--- Start of Records shown ---
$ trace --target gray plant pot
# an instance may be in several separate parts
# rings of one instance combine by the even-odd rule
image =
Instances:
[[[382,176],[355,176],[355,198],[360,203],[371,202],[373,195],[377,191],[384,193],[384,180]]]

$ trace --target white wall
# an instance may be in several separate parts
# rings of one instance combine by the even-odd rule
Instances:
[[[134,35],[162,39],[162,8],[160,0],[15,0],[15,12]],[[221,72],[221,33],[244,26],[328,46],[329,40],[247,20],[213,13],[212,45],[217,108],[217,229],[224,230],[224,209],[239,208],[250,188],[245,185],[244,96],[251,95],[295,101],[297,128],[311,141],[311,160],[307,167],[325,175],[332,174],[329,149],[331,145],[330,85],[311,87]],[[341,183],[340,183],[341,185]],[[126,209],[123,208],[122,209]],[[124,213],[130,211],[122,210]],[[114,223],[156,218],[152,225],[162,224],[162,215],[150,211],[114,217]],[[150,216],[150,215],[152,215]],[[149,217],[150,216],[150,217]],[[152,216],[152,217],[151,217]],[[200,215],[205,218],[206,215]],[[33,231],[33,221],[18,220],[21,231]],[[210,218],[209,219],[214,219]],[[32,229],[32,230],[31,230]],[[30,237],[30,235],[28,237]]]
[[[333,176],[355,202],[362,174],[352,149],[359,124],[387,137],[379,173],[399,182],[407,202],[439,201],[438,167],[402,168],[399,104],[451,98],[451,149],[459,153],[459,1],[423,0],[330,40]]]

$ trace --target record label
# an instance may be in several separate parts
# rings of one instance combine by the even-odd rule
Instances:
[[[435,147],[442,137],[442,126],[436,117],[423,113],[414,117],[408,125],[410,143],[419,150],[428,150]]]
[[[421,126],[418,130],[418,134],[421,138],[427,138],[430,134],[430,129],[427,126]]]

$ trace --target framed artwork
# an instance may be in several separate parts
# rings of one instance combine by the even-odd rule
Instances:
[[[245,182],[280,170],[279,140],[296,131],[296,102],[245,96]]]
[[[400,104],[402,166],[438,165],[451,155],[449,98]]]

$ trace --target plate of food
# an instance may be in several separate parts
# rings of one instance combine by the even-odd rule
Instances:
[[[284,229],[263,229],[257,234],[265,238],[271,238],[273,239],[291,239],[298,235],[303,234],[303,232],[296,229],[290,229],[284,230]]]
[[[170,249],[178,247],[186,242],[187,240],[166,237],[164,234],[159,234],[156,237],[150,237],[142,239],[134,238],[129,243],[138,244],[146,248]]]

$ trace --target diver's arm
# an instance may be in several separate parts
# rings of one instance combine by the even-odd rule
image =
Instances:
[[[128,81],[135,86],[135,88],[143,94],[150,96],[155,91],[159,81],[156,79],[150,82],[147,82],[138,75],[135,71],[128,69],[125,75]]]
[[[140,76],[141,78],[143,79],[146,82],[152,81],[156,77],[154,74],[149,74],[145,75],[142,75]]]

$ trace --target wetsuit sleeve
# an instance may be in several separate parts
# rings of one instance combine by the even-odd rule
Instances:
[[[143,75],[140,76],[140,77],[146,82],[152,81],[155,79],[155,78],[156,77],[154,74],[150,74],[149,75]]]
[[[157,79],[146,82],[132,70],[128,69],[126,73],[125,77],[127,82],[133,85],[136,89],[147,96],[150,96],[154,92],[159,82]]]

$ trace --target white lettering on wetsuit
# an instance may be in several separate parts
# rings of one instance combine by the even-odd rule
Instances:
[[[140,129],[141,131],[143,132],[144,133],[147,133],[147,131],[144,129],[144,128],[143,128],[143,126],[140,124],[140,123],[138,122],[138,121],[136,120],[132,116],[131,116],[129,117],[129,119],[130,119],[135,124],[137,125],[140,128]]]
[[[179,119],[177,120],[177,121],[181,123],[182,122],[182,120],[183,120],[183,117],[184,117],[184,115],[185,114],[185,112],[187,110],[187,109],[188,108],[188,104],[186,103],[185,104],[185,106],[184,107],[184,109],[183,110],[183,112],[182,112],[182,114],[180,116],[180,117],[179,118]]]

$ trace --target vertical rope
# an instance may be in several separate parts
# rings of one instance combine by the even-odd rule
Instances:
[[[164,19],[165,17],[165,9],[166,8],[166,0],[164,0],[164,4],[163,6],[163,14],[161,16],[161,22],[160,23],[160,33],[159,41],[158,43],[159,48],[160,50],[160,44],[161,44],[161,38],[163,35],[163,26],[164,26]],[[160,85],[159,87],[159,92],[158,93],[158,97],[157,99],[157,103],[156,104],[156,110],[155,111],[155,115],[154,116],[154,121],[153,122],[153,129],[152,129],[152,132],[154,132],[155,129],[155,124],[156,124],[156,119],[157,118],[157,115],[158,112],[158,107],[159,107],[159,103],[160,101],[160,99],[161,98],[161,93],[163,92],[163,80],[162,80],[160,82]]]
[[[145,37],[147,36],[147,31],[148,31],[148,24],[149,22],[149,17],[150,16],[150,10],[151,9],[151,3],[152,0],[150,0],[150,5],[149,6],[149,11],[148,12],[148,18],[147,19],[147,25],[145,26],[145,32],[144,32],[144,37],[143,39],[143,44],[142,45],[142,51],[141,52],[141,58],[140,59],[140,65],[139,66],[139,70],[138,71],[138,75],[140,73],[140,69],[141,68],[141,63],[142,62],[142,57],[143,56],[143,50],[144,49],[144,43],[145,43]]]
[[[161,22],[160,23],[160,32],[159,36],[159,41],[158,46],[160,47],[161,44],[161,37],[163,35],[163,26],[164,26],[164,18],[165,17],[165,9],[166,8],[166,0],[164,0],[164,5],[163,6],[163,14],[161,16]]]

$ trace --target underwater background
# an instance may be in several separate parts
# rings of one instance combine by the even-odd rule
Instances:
--- End of Records shown ---
## Challenge
Report each line of the records above that contains the string "wetsuit", copying every such line in full.

## Reply
$ trace --target wetsuit sleeve
$ trace --target white lettering on wetsuit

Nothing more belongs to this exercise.